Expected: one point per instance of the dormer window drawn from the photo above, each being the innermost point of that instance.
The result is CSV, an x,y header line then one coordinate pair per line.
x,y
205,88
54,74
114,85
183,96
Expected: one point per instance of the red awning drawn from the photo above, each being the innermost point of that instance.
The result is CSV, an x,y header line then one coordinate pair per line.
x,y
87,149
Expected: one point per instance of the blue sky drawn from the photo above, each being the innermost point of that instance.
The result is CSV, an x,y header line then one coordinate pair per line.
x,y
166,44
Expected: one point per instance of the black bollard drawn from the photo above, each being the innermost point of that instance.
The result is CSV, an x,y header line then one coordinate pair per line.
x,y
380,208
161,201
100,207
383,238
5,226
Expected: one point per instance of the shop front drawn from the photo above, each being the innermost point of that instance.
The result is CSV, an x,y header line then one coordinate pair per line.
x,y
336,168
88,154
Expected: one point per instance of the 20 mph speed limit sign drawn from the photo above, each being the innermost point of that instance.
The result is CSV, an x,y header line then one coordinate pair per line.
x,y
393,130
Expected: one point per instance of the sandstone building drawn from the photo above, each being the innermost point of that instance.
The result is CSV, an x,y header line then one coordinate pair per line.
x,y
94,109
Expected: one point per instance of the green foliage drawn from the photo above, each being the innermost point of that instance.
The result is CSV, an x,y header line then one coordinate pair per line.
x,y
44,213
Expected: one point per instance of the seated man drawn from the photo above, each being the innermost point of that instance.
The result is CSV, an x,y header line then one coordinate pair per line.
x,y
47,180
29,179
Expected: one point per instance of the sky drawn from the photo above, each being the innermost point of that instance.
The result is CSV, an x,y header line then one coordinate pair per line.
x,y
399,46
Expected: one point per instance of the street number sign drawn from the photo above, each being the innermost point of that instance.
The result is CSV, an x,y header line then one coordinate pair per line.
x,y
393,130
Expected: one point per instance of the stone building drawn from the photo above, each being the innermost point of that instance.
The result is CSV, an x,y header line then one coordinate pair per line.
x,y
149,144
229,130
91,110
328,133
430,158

________________________

Retype every entry exactly as it stands.

**ANSWER SPACE**
Expected: one point per instance of the dormer window drawn from the photo above, each being the innermost point of that instance.
The result is CSV, an x,y header line then one coordinate pair per line.
x,y
205,88
54,74
114,85
183,96
Expected: one point per instance of the red awning drawn from the photo above, each being the innermost point of that instance.
The result is CSV, an x,y header line then one coordinate pair per line.
x,y
87,149
Expected: one point per instance of the blue sky drawn from the photo above, each being the innermost point of that instance.
The result is CSV, an x,y header line then one coordinate pair per line.
x,y
166,44
Expected: one point per instance of the black bollard drawn from the photo above, each being the innermost point of that instance.
The result is CSV, an x,y header line then one coordinate pair per line.
x,y
380,208
161,201
100,207
383,238
5,226
Expected: one point per instance of the shop front drawn from the photo above, each being the innermost point of that instance.
The result is CSV, an x,y header line then one coordinate pair per line.
x,y
336,168
88,154
Expected: one point per instance of the 20 mph speed limit sign drawn from the photo above, each being the innermost point of that instance.
The result is CSV, an x,y header line then one coordinate pair per line.
x,y
393,130
Expected: one point per instance of the sandstone building drawn from the photo above, each being the innermost point of that instance.
The result is CSV, an x,y header line then one coordinate pair per line.
x,y
94,109
Expected: one point per instance of the green foliage drawn from the photo above, each being the innermost point of that instance.
The result is CSV, an x,y header line then one coordinate pair per line.
x,y
44,213
Expected: one point per instance of the seated man drawn from the photo above, each being the innermost point of that instance.
The result is CSV, an x,y header line then one coordinate pair per line.
x,y
47,180
29,179
Expected: one point per instance of the sky drawn from the photo above, each being the innermost point of that instance.
The result is CSV, an x,y header line then one coordinate pair per line.
x,y
399,46
Expected: one point per instance of the street number sign drawn from the photo above, each being the innermost point of that instance.
The result is CSV, an x,y header line then one coordinate pair per line.
x,y
393,130
Expected: one point per instance of the stone building drawn from the photo above, each being the innermost point of that instance.
The result is CSV, an x,y header line then one coordinate pair per line.
x,y
149,144
229,130
91,110
328,133
430,158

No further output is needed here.